• **WHAT YOU NEED TO DO**: Your response should be the complete set of records, reproduced exactly.

• **PROVIDED RECORDS**:
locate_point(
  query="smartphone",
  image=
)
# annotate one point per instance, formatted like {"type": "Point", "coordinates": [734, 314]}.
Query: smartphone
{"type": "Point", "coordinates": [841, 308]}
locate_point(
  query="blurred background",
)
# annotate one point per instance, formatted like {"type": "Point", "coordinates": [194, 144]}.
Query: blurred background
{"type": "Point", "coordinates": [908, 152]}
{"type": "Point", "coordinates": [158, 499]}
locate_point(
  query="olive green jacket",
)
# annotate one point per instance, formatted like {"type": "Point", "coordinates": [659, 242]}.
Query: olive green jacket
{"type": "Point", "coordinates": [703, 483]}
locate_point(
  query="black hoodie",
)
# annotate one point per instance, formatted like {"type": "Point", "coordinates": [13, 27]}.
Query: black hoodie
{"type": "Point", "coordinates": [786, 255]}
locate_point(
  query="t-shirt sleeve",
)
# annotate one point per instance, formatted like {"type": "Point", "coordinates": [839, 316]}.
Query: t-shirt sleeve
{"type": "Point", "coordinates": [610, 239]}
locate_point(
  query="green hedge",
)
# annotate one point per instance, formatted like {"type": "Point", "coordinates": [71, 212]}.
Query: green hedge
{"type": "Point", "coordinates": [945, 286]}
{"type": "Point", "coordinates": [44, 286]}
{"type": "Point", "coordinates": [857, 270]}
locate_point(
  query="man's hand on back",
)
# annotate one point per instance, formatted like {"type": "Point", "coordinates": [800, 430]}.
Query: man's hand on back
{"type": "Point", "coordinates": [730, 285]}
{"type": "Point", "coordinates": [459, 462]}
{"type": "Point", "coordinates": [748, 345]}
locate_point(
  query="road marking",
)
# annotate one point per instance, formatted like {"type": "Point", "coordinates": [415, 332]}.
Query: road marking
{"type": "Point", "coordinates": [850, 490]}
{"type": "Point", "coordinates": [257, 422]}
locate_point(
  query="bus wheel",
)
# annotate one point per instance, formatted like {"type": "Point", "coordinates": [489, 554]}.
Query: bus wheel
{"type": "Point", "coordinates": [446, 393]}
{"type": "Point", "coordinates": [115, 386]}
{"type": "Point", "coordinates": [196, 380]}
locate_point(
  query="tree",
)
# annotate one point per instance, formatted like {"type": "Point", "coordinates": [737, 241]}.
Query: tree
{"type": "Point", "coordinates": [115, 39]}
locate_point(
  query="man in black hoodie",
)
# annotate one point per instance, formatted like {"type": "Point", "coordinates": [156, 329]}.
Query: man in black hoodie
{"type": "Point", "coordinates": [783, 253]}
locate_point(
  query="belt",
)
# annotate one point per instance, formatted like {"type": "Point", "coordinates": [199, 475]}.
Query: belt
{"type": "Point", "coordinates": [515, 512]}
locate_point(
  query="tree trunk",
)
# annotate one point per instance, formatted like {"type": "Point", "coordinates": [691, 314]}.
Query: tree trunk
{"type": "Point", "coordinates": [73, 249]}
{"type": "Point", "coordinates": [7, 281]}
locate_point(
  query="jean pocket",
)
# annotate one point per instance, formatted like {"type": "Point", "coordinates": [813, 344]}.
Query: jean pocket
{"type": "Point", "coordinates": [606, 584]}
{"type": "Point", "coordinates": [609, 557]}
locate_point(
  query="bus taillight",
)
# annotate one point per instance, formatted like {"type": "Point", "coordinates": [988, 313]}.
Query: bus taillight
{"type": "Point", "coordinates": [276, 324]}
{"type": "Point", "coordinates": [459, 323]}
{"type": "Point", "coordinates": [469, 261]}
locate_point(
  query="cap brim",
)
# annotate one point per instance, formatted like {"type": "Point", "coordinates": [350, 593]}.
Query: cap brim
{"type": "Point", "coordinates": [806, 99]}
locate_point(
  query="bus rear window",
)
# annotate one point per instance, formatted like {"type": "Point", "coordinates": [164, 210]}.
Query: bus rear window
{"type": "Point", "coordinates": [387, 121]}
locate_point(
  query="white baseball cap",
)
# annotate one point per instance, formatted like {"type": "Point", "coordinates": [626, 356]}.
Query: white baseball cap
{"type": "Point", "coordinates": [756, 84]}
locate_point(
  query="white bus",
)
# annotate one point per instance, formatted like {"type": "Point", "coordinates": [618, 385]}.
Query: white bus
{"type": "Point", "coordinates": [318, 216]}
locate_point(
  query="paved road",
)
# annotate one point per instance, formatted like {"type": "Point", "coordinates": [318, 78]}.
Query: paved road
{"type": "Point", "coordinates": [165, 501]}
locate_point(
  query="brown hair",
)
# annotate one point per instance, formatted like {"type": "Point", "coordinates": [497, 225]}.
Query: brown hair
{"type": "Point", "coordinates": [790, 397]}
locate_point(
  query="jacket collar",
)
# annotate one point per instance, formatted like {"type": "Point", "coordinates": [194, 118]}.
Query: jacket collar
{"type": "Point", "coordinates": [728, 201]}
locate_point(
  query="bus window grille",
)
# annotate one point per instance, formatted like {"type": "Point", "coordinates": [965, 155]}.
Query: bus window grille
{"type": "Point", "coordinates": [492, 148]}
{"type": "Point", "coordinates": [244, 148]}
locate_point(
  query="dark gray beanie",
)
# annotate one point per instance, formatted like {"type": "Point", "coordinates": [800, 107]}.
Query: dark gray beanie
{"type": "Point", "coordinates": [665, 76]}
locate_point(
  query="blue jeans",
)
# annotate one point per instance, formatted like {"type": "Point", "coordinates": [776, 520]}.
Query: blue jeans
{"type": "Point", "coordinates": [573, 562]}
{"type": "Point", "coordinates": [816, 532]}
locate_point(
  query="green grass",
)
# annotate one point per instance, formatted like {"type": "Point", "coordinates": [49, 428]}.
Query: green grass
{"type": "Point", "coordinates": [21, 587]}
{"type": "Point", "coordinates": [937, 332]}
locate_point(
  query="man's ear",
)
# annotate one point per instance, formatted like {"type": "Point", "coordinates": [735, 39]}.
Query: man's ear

• **RESULT BELOW**:
locate_point(
  query="smartphone",
  image=
)
# annotate one point per instance, formatted like {"type": "Point", "coordinates": [734, 314]}.
Query: smartphone
{"type": "Point", "coordinates": [841, 308]}
locate_point(
  query="blurred background",
)
# annotate one point per instance, formatted like {"type": "Point", "coordinates": [194, 144]}.
Query: blurred background
{"type": "Point", "coordinates": [908, 152]}
{"type": "Point", "coordinates": [158, 499]}
locate_point(
  query="olive green jacket",
)
# annotate one point per instance, formatted like {"type": "Point", "coordinates": [659, 242]}.
Query: olive green jacket
{"type": "Point", "coordinates": [703, 483]}
locate_point(
  query="black hoodie",
)
# annotate one point per instance, formatted like {"type": "Point", "coordinates": [13, 27]}.
Query: black hoodie
{"type": "Point", "coordinates": [786, 255]}
locate_point(
  query="t-shirt sleeve",
)
# annotate one point per instance, formatted like {"type": "Point", "coordinates": [839, 316]}.
Query: t-shirt sleeve
{"type": "Point", "coordinates": [610, 239]}
locate_point(
  query="green hedge",
)
# annotate one point per instance, formatted like {"type": "Point", "coordinates": [71, 212]}.
Query: green hedge
{"type": "Point", "coordinates": [945, 286]}
{"type": "Point", "coordinates": [44, 286]}
{"type": "Point", "coordinates": [857, 270]}
locate_point(
  query="man's hand on back",
)
# annotate one point per instance, formatted like {"type": "Point", "coordinates": [800, 430]}.
Query: man's hand on back
{"type": "Point", "coordinates": [730, 285]}
{"type": "Point", "coordinates": [459, 462]}
{"type": "Point", "coordinates": [748, 345]}
locate_point(
  query="road marking",
)
# annotate one point per instance, formatted like {"type": "Point", "coordinates": [415, 332]}.
Query: road marking
{"type": "Point", "coordinates": [850, 490]}
{"type": "Point", "coordinates": [257, 422]}
locate_point(
  query="bus wheel",
)
# annotate one point per instance, formatted like {"type": "Point", "coordinates": [489, 554]}.
Query: bus wheel
{"type": "Point", "coordinates": [446, 393]}
{"type": "Point", "coordinates": [115, 386]}
{"type": "Point", "coordinates": [196, 380]}
locate_point(
  query="tree",
)
# annotate one point per instance, formatted like {"type": "Point", "coordinates": [737, 241]}.
Query: tree
{"type": "Point", "coordinates": [115, 39]}
locate_point(
  query="man in black hoodie",
)
# annotate one point per instance, formatted like {"type": "Point", "coordinates": [156, 329]}.
Query: man in black hoodie
{"type": "Point", "coordinates": [783, 253]}
locate_point(
  query="belt",
)
# annotate one point per instance, formatted like {"type": "Point", "coordinates": [199, 475]}.
Query: belt
{"type": "Point", "coordinates": [515, 512]}
locate_point(
  query="tree trunk",
)
# annotate one point per instance, formatted like {"type": "Point", "coordinates": [691, 314]}.
Query: tree trunk
{"type": "Point", "coordinates": [73, 249]}
{"type": "Point", "coordinates": [7, 281]}
locate_point(
  query="jean pocket",
)
# annotate one point per instance, formatted like {"type": "Point", "coordinates": [813, 344]}.
Query: jean pocket
{"type": "Point", "coordinates": [606, 584]}
{"type": "Point", "coordinates": [609, 557]}
locate_point(
  query="bus taillight",
)
# annotate one point per instance, formatted like {"type": "Point", "coordinates": [988, 313]}.
Query: bus taillight
{"type": "Point", "coordinates": [276, 324]}
{"type": "Point", "coordinates": [459, 323]}
{"type": "Point", "coordinates": [469, 261]}
locate_point(
  query="cap brim",
)
# annotate one point per instance, formatted like {"type": "Point", "coordinates": [350, 593]}.
Query: cap brim
{"type": "Point", "coordinates": [806, 99]}
locate_point(
  query="bus rear window",
)
# annotate one point per instance, formatted like {"type": "Point", "coordinates": [164, 210]}.
Query: bus rear window
{"type": "Point", "coordinates": [387, 121]}
locate_point(
  query="white baseball cap",
)
# annotate one point per instance, formatted like {"type": "Point", "coordinates": [626, 356]}.
Query: white baseball cap
{"type": "Point", "coordinates": [756, 84]}
locate_point(
  query="white bus",
)
# annotate one point per instance, formatted like {"type": "Point", "coordinates": [618, 385]}.
Query: white bus
{"type": "Point", "coordinates": [318, 216]}
locate_point(
  query="paved road",
)
# annotate one point per instance, formatted like {"type": "Point", "coordinates": [318, 78]}.
Query: paved road
{"type": "Point", "coordinates": [165, 501]}
locate_point(
  query="brown hair",
)
# annotate one point per instance, formatted like {"type": "Point", "coordinates": [497, 225]}.
Query: brown hair
{"type": "Point", "coordinates": [790, 397]}
locate_point(
  query="jacket collar",
)
# annotate one point per instance, formatted like {"type": "Point", "coordinates": [194, 118]}.
Query: jacket collar
{"type": "Point", "coordinates": [728, 201]}
locate_point(
  query="bus window grille",
)
# annotate one point per instance, formatted like {"type": "Point", "coordinates": [965, 155]}.
Query: bus window grille
{"type": "Point", "coordinates": [492, 148]}
{"type": "Point", "coordinates": [244, 148]}
locate_point(
  query="dark gray beanie",
)
# annotate one point per instance, formatted like {"type": "Point", "coordinates": [800, 107]}.
Query: dark gray beanie
{"type": "Point", "coordinates": [665, 76]}
locate_point(
  query="blue jeans",
)
# annotate one point per instance, formatted like {"type": "Point", "coordinates": [776, 520]}.
Query: blue jeans
{"type": "Point", "coordinates": [573, 562]}
{"type": "Point", "coordinates": [816, 532]}
locate_point(
  query="green grass",
)
# annotate one point per instance, formatted like {"type": "Point", "coordinates": [49, 428]}.
Query: green grass
{"type": "Point", "coordinates": [21, 587]}
{"type": "Point", "coordinates": [937, 332]}
locate_point(
  query="man's ear",
)
# annotate one point per instance, formatted like {"type": "Point", "coordinates": [735, 39]}.
Query: man's ear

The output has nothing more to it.